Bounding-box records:

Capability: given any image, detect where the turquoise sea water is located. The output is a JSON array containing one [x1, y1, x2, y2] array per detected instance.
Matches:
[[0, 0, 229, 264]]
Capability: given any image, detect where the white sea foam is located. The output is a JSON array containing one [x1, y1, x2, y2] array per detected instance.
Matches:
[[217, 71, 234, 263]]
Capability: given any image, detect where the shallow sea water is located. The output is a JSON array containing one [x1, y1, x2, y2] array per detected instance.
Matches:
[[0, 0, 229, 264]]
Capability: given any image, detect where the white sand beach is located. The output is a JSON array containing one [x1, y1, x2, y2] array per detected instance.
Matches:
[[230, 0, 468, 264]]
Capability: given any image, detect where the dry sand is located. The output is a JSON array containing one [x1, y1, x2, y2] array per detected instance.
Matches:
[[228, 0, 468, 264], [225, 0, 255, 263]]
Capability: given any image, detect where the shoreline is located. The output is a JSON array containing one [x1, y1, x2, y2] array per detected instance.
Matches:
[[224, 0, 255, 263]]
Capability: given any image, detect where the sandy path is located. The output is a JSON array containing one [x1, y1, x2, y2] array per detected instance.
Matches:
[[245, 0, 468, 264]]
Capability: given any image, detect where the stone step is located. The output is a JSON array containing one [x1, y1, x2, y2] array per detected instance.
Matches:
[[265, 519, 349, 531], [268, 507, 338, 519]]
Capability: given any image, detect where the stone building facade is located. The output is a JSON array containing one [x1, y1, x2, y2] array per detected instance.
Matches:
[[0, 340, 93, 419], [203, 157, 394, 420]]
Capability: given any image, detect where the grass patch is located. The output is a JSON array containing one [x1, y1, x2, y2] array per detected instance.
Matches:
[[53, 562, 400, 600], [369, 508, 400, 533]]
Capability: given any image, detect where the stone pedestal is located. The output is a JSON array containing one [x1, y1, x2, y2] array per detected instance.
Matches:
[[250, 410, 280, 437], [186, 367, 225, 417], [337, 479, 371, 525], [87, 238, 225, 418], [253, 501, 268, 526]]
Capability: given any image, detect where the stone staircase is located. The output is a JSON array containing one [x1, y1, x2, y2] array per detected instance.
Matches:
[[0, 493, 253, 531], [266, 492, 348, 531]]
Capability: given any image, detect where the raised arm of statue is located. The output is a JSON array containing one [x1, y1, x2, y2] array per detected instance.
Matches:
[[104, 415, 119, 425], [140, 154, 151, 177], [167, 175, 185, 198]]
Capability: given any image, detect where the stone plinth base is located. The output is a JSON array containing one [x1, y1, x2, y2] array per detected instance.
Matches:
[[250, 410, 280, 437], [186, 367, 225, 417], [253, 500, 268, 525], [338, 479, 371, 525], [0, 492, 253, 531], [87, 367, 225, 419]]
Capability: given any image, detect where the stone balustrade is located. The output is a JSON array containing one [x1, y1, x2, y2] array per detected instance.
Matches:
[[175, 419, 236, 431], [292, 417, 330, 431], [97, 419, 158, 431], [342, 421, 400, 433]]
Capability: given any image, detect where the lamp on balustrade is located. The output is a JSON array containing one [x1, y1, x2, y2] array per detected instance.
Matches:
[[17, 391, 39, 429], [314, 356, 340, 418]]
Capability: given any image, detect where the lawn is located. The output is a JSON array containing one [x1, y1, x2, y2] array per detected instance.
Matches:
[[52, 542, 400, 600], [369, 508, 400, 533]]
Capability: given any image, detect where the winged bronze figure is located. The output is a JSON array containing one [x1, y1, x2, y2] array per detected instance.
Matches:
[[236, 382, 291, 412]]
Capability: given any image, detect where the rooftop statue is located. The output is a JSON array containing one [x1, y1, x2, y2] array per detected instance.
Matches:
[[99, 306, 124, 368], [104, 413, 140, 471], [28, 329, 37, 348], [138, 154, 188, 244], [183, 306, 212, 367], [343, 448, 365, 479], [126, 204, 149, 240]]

> _Directions_:
Reproduce verbatim the lines above, from the first one through the line containing "[[228, 0, 468, 264], [225, 0, 255, 263]]", including both.

> _Exercise solution_:
Capability: given any image, detect where the turquoise sea water is located. The output is a JSON array containing one [x1, y1, x2, y2] array per detected instance.
Matches:
[[0, 0, 229, 264]]
Capability: given any image, detect where the white sea foam is located. The output is a JSON array containing one [x1, y1, x2, y2] array per detected instance.
Matches:
[[217, 71, 234, 263]]
Capability: given any image, detect where the shallow sea water is located. The output is a JSON array containing one [x1, y1, x2, y2] array per detected instance.
Matches:
[[0, 0, 229, 264]]
Capability: given any image, detect where the white sand beach is located. The output is a JSON array containing one [x1, y1, x2, y2] array per detected instance.
Matches:
[[230, 0, 468, 264]]
Capability: given any image, detect where the dry sand is located. The output is a JSON array containing one [x1, y1, x2, y2] array per detected instance.
Matches:
[[228, 0, 468, 264], [225, 0, 255, 263]]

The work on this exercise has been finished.